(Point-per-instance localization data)
——————

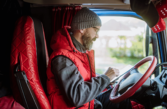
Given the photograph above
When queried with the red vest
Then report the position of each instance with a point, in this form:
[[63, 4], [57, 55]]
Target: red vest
[[62, 44]]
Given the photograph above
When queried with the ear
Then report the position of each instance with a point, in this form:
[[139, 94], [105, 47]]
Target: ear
[[82, 31]]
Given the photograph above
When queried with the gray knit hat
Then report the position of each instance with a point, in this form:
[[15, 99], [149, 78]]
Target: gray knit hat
[[85, 18]]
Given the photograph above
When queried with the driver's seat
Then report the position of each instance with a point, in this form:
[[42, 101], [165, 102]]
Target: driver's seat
[[29, 58]]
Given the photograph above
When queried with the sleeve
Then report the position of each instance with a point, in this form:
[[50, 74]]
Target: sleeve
[[76, 90]]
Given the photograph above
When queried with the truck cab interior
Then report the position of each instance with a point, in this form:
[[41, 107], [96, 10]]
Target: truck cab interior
[[27, 27]]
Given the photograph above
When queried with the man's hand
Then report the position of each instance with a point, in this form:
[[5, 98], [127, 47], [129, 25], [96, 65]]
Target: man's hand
[[111, 73]]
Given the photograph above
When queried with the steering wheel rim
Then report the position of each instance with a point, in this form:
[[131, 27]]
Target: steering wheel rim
[[128, 93]]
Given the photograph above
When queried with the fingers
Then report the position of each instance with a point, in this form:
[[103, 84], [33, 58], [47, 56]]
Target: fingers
[[112, 72]]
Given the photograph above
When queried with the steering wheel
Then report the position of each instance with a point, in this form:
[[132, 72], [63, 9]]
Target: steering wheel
[[128, 93]]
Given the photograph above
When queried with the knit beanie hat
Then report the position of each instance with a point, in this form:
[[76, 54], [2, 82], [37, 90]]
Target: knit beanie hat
[[85, 18]]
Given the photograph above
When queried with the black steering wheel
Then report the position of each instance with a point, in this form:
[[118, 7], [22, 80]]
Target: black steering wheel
[[128, 93]]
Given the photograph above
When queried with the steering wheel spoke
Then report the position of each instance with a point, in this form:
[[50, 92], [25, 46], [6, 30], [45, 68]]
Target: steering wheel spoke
[[136, 78]]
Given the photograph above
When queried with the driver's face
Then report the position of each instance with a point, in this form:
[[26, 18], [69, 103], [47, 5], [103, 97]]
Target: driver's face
[[90, 35]]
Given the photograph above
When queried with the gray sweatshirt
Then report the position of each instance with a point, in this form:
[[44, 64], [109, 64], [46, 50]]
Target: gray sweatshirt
[[76, 90]]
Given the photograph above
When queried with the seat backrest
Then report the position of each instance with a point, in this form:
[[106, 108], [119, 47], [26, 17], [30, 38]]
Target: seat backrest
[[30, 51]]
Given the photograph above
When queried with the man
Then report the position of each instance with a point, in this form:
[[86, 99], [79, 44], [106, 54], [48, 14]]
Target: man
[[71, 78]]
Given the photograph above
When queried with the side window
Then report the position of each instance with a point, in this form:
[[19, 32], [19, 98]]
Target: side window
[[121, 44]]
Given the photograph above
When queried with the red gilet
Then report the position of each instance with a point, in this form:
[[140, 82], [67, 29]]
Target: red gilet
[[62, 44]]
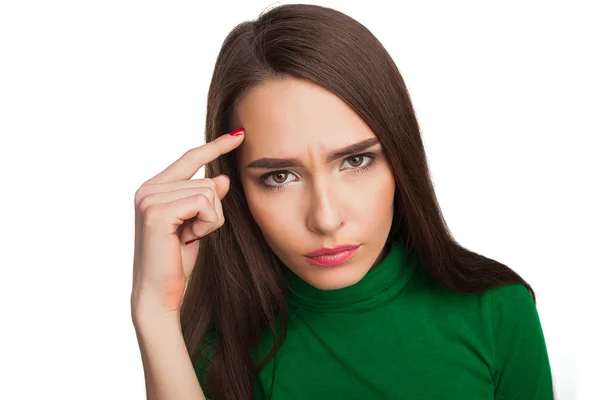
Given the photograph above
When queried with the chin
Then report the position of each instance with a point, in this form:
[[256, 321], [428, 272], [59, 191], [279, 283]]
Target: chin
[[331, 278]]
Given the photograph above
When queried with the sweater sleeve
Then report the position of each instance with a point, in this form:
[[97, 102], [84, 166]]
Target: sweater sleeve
[[522, 368]]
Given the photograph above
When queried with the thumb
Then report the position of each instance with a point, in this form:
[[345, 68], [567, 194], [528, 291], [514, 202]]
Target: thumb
[[222, 182]]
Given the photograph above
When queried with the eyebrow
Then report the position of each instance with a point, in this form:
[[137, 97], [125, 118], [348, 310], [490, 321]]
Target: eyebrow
[[277, 163]]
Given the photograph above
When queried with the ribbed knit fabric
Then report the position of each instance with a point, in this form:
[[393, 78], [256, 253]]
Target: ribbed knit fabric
[[398, 335]]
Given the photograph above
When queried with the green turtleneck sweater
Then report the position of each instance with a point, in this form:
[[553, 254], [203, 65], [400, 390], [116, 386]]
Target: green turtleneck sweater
[[398, 335]]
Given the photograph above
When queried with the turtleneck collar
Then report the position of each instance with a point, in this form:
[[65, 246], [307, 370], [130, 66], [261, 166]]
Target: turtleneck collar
[[381, 283]]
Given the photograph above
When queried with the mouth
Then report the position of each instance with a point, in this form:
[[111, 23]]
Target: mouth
[[329, 257]]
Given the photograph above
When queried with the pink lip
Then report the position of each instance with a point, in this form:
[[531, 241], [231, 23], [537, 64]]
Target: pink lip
[[331, 257]]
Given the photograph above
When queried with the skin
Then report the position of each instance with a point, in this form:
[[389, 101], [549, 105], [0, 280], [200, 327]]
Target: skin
[[321, 202]]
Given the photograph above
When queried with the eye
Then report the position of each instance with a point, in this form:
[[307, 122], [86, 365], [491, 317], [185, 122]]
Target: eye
[[358, 161], [276, 178]]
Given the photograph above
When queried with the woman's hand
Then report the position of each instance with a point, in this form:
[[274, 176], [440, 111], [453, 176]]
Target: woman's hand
[[170, 210]]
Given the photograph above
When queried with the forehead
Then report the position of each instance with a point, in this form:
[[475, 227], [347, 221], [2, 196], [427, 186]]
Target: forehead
[[288, 117]]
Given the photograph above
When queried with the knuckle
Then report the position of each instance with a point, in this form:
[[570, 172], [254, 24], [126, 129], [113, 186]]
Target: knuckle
[[144, 204], [139, 196], [211, 185], [151, 215]]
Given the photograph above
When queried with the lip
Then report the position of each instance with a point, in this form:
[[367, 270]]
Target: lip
[[328, 257], [323, 251]]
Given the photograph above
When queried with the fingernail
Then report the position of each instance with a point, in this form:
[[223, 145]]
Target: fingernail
[[237, 132], [193, 240]]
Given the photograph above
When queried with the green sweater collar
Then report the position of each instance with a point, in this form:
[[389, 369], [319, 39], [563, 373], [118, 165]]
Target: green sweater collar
[[381, 283]]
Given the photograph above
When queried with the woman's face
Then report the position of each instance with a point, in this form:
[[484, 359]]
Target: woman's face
[[303, 193]]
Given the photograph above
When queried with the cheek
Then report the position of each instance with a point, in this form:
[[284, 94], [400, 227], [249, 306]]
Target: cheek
[[377, 201], [270, 214]]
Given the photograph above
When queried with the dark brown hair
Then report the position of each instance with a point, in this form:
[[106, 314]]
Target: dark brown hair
[[237, 289]]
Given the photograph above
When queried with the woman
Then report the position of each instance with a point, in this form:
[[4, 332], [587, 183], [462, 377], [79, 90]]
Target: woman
[[324, 268]]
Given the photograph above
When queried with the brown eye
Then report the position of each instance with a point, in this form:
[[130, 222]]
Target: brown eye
[[355, 161], [279, 177]]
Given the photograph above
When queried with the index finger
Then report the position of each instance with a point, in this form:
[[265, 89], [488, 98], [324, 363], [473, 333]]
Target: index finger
[[189, 163]]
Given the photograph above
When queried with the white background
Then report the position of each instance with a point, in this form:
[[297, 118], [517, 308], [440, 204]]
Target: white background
[[98, 96]]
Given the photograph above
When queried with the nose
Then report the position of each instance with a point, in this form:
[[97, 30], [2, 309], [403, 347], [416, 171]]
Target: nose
[[325, 215]]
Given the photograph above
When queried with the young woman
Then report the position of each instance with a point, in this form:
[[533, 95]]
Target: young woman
[[324, 269]]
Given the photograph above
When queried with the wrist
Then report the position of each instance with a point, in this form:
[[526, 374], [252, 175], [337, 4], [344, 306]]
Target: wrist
[[147, 312]]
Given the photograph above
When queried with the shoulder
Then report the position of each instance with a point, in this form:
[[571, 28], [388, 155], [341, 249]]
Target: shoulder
[[509, 304]]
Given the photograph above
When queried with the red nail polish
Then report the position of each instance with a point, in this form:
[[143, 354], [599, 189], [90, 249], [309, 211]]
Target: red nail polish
[[193, 240], [237, 132]]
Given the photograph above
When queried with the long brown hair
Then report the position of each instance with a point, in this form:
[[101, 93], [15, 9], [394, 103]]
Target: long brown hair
[[237, 289]]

——————

In the entries above, find the line with "Target: turtleneck collar" and the line with "When queried with the pink lip", then set down exactly those two and every line between them, nothing else.

Target: turtleneck collar
[[381, 283]]
Given the photograph above
When queried with the mouth
Then report the position of each instance with a point, in this form:
[[111, 23]]
Target: mouth
[[329, 257]]
Given the photograph above
When queried with the pink lip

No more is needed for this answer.